Below are some records. Copy every line in them that holds "pixel".

:: Extracted data

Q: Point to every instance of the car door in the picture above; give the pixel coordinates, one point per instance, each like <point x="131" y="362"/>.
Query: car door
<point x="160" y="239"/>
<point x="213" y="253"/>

::::
:: Extracted data

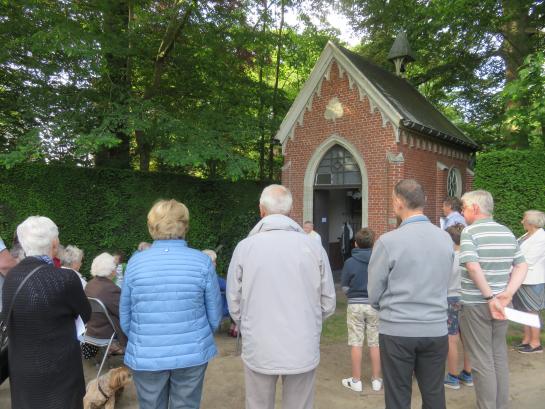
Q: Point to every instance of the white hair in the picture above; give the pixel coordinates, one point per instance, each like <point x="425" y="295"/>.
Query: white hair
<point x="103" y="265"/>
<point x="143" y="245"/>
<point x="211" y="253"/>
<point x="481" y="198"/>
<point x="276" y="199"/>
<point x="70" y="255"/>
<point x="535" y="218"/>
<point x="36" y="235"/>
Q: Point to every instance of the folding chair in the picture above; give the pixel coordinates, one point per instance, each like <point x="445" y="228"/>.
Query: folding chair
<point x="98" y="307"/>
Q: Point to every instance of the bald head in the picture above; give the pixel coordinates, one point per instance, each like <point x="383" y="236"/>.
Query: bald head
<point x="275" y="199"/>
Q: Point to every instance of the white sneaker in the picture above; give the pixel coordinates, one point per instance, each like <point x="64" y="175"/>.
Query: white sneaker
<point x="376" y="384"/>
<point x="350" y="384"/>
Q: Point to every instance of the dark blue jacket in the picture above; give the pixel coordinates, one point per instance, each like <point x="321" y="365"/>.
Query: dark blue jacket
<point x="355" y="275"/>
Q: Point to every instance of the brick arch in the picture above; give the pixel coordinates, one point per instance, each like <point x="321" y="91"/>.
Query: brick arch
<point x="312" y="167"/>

::::

**Solution to this exercise**
Q: Point to every instance of the car door in the picture above; give the pixel coordinates, one point per instance, each like <point x="131" y="362"/>.
Q: Point to every instance of the white hair in the picture above; give the pixel coordinates, one point per instance, each like <point x="425" y="295"/>.
Q: Point to every instance of the folding chair in the picture above; give the pixel coordinates, one point per instance, each like <point x="445" y="228"/>.
Q: Point to every instance of the bald head in the picture above; give the pixel coordinates, one point per instance, each like <point x="383" y="236"/>.
Q: Point to every instance of the white sneaker in the picture above; give the pixel coordinates, one point per instance, each like <point x="64" y="175"/>.
Q: Point to every instance of the dark blue jacket in the picture above; give the pixel coordinates, one point per instance, each like <point x="321" y="365"/>.
Q: Point to every instance of the brick arch in the picture above; give the pixel coordinates, one point per instance, each like <point x="321" y="91"/>.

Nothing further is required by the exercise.